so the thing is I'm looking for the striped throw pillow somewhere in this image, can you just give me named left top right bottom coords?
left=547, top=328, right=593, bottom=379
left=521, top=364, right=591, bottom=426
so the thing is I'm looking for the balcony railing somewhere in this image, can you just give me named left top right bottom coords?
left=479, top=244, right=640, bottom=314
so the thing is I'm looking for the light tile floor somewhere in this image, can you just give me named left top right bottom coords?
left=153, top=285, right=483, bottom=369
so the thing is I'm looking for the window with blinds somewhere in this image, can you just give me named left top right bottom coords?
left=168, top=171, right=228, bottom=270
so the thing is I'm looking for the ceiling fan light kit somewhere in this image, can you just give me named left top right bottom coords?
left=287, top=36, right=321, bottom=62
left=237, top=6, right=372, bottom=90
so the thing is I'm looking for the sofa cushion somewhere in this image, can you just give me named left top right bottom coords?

## Your objective
Could you print all of the data above once more, unaltered?

## Written answer
so the thing is I'm looking for the striped throw pillow somewhere in this image, can you just give me named left top right bottom coords?
left=547, top=328, right=593, bottom=379
left=521, top=364, right=591, bottom=426
so the thing is I'm looking for the balcony railing somewhere in this image, can you just give me named left top right bottom coords?
left=479, top=244, right=640, bottom=314
so the thing is I'm looking for the light tile floor somewhere in this image, can you just give me named left top right bottom coords?
left=153, top=285, right=483, bottom=369
so the thing is I'm looking for the window with blinds somewhere in this image, can you just give me named left top right bottom coords?
left=168, top=171, right=228, bottom=270
so the thing is I'm looking for the ceiling fan light kit somewhere in this image, can you just give me named left top right bottom coords?
left=287, top=36, right=321, bottom=62
left=237, top=6, right=372, bottom=90
so the thing is I'm looking for the sofa cushion somewhere in this image, can you just give me named left top right bottom coords?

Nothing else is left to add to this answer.